▶ TASK PROMPT
Return every entry below without altering a word.

▶ DATA TO EXAMINE
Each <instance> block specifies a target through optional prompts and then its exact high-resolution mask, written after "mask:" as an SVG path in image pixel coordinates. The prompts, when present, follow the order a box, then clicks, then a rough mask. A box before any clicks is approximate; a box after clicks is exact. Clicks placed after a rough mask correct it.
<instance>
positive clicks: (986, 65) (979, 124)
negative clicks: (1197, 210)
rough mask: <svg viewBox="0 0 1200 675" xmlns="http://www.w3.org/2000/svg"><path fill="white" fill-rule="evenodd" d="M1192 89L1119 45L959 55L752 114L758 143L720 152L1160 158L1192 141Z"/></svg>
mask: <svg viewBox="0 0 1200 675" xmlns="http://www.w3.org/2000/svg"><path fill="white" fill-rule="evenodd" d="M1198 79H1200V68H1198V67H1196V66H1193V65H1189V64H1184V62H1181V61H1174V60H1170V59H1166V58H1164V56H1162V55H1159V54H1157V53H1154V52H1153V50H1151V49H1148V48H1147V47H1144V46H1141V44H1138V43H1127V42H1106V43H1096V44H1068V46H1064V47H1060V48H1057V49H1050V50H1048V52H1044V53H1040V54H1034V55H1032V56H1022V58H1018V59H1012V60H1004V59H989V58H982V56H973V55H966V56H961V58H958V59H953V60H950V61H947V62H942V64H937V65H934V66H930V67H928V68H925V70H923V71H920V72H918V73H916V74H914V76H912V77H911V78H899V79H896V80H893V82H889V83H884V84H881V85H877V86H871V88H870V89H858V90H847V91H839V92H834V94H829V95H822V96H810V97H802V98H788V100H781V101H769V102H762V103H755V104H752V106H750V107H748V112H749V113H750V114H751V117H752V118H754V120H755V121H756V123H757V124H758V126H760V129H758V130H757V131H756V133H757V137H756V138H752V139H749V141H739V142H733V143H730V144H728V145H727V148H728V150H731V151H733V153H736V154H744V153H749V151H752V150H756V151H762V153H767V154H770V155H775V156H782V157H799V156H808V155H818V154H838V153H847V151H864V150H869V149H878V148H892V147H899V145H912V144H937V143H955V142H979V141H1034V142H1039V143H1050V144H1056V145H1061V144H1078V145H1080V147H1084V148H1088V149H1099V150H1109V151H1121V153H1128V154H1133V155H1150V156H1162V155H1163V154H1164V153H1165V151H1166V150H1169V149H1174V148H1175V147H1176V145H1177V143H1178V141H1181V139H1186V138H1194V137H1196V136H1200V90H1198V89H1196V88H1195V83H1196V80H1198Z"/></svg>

▶ THE ANSWER
Each <instance> block specifies a target through optional prompts and then its exact high-resolution mask, written after "mask:" as an SVG path in image pixel coordinates. The prompts, when present, follow the order a box, then clicks, then a rough mask. A box before any clicks is approximate; a box after clicks is exact. Clicks placed after a rough mask correct it.
<instance>
positive clicks: (986, 65) (979, 124)
negative clicks: (1197, 210)
rough mask: <svg viewBox="0 0 1200 675" xmlns="http://www.w3.org/2000/svg"><path fill="white" fill-rule="evenodd" d="M1192 89L1119 45L959 55L752 114L758 143L720 152L1160 158L1192 141Z"/></svg>
mask: <svg viewBox="0 0 1200 675" xmlns="http://www.w3.org/2000/svg"><path fill="white" fill-rule="evenodd" d="M1198 79H1200V68H1198V67H1196V66H1193V65H1189V64H1184V62H1181V61H1174V60H1170V59H1166V58H1164V56H1162V55H1159V54H1157V53H1154V52H1153V50H1151V49H1148V48H1147V47H1144V46H1141V44H1138V43H1127V42H1106V43H1096V44H1068V46H1064V47H1060V48H1057V49H1050V50H1048V52H1044V53H1040V54H1034V55H1032V56H1022V58H1018V59H1012V60H1004V59H989V58H982V56H973V55H966V56H961V58H958V59H953V60H950V61H947V62H942V64H937V65H934V66H930V67H928V68H925V70H923V71H920V72H918V73H916V74H914V76H912V77H911V78H899V79H896V80H893V82H889V83H884V84H881V85H877V86H871V88H870V89H858V90H847V91H839V92H834V94H829V95H822V96H810V97H802V98H788V100H781V101H769V102H762V103H755V104H752V106H750V107H748V112H749V113H750V114H751V117H752V118H754V120H755V121H756V123H757V124H758V126H760V129H758V130H757V131H756V133H757V137H756V138H752V139H749V141H739V142H733V143H730V144H728V145H727V148H728V150H731V151H733V153H736V154H744V153H749V151H752V150H756V151H762V153H767V154H770V155H775V156H782V157H799V156H808V155H818V154H838V153H847V151H864V150H869V149H878V148H892V147H899V145H912V144H937V143H955V142H979V141H1034V142H1039V143H1050V144H1056V145H1061V144H1078V145H1080V147H1084V148H1088V149H1099V150H1109V151H1121V153H1128V154H1133V155H1150V156H1162V155H1163V154H1164V153H1165V151H1166V150H1169V149H1174V148H1175V147H1176V145H1177V143H1178V141H1181V139H1186V138H1194V137H1196V136H1200V90H1198V89H1196V88H1195V83H1196V80H1198Z"/></svg>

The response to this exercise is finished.